- Opening Delimiter -
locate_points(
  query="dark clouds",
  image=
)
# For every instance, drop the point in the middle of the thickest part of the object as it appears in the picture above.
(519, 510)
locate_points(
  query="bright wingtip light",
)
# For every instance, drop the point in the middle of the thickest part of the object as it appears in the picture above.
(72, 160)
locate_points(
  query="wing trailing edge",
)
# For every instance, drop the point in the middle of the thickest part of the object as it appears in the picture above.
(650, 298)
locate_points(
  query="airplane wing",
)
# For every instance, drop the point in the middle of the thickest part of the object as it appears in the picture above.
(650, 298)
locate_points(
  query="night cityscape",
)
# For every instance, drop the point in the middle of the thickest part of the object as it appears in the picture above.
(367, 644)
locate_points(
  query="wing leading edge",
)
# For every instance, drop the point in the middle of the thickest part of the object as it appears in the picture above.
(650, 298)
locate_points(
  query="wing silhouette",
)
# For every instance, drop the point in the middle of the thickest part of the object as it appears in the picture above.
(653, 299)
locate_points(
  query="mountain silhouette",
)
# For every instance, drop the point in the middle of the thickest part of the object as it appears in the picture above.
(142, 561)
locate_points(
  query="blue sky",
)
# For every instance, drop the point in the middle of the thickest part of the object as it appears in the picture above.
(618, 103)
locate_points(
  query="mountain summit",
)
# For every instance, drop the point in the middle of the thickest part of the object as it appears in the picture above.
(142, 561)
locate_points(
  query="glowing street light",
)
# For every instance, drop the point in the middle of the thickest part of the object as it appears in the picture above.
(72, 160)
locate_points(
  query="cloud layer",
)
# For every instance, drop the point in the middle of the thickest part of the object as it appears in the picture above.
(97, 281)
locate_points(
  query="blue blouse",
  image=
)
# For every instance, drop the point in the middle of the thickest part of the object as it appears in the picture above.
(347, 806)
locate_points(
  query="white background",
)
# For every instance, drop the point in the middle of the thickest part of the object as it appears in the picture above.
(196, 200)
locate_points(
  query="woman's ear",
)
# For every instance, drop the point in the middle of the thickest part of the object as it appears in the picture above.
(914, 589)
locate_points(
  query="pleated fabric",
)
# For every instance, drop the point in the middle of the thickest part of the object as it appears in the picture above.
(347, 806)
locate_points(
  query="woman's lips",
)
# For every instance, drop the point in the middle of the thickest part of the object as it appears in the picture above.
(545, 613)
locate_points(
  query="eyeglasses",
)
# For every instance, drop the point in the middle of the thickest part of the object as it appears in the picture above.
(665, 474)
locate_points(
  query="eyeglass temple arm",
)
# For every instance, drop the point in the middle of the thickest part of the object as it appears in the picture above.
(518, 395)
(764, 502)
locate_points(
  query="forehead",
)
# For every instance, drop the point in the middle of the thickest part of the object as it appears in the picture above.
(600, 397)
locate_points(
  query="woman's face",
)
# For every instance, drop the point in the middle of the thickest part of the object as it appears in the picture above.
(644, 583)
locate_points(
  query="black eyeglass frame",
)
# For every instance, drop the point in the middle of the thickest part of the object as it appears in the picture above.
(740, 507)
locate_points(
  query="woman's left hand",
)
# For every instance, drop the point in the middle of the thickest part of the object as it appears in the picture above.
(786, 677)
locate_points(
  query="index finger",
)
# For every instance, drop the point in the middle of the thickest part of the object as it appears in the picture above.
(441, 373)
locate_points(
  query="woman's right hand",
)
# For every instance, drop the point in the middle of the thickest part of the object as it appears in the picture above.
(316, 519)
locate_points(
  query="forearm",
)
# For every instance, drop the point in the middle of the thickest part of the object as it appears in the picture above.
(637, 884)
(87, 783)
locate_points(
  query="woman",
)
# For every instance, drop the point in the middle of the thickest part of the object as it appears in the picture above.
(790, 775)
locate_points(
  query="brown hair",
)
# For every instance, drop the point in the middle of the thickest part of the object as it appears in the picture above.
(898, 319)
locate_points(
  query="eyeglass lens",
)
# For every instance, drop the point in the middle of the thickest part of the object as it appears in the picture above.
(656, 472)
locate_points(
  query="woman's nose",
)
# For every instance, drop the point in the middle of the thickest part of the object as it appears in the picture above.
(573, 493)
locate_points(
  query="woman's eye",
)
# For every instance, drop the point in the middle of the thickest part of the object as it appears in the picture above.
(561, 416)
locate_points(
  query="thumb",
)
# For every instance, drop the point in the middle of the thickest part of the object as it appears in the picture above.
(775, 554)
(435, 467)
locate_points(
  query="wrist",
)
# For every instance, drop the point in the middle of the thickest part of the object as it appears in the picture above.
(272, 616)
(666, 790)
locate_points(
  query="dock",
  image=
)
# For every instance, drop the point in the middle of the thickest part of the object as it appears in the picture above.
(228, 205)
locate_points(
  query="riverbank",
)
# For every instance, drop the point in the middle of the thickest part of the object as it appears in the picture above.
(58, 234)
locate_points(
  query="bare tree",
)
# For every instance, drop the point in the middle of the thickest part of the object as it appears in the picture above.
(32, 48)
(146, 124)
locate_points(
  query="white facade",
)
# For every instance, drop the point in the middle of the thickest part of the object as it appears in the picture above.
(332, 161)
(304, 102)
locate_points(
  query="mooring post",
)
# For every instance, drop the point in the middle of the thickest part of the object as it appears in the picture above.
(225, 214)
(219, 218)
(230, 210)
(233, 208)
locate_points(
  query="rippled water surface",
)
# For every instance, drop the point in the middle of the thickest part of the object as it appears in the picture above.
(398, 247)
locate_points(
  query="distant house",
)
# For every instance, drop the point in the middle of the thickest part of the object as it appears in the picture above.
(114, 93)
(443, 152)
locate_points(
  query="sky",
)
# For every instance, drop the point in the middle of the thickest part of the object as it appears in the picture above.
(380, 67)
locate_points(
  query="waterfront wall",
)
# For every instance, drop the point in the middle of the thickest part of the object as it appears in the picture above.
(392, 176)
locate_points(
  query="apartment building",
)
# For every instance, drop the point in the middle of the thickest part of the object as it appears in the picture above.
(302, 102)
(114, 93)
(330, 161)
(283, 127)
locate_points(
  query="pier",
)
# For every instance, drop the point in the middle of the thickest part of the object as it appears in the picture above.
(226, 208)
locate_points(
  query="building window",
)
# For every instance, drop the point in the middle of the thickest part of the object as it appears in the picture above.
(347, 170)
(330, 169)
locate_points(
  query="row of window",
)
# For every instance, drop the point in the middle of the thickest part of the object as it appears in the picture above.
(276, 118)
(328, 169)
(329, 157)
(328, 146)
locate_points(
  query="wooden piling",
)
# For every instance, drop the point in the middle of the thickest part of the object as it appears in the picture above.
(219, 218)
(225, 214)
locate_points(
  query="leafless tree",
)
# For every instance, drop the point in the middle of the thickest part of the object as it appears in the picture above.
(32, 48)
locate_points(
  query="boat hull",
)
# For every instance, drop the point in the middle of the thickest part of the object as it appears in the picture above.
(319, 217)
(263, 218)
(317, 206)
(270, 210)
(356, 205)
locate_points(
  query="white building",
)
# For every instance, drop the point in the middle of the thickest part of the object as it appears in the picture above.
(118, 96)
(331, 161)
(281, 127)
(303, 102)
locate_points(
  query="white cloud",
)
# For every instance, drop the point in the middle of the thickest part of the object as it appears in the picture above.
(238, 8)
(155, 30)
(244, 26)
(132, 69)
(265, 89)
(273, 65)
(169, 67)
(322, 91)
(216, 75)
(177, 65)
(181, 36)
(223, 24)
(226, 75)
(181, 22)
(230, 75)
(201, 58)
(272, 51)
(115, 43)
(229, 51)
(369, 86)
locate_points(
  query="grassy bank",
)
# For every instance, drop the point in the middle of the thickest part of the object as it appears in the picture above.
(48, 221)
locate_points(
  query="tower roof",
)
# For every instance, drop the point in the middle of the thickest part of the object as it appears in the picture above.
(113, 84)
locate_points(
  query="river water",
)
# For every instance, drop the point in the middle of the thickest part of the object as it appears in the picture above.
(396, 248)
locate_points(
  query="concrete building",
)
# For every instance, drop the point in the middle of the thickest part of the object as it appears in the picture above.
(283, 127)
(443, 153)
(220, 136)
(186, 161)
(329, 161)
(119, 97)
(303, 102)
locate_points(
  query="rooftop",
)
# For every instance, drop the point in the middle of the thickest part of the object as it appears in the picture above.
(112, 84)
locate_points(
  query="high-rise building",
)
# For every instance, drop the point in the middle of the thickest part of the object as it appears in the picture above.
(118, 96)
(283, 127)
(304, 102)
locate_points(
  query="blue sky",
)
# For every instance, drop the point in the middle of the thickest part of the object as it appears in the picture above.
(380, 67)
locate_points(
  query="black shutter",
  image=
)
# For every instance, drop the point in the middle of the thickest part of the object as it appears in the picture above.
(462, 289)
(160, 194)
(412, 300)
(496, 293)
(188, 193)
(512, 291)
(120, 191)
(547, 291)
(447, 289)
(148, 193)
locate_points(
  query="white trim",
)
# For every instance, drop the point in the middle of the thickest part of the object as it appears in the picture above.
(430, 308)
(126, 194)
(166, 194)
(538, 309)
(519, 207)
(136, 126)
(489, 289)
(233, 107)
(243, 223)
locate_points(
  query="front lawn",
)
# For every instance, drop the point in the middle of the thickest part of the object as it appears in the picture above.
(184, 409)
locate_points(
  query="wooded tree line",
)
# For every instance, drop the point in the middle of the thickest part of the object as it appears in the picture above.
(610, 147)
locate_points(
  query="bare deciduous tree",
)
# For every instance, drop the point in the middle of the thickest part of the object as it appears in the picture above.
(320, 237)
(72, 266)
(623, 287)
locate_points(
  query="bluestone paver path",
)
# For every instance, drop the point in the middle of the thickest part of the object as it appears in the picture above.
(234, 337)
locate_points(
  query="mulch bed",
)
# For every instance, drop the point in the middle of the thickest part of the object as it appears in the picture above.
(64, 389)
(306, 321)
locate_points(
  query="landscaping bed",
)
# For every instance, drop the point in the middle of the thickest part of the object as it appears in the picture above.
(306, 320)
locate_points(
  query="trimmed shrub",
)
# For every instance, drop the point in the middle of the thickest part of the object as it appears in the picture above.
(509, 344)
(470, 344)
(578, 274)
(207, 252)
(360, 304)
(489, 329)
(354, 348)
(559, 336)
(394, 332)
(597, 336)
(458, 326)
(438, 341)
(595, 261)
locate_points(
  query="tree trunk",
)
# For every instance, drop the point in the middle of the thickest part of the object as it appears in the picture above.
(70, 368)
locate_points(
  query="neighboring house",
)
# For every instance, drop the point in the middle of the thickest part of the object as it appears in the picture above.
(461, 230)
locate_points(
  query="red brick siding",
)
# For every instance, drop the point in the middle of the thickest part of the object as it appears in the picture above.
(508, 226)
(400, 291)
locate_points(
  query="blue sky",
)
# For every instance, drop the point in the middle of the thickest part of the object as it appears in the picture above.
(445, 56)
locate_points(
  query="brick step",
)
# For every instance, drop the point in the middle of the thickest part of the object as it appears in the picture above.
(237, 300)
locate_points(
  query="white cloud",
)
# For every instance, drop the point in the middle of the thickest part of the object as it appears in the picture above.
- Closing Delimiter -
### What the exercise asks:
Look through the records for the string "hand". Copy every line that has it.

### Response to this exercise:
  query="woman's left hand",
  query="woman's right hand",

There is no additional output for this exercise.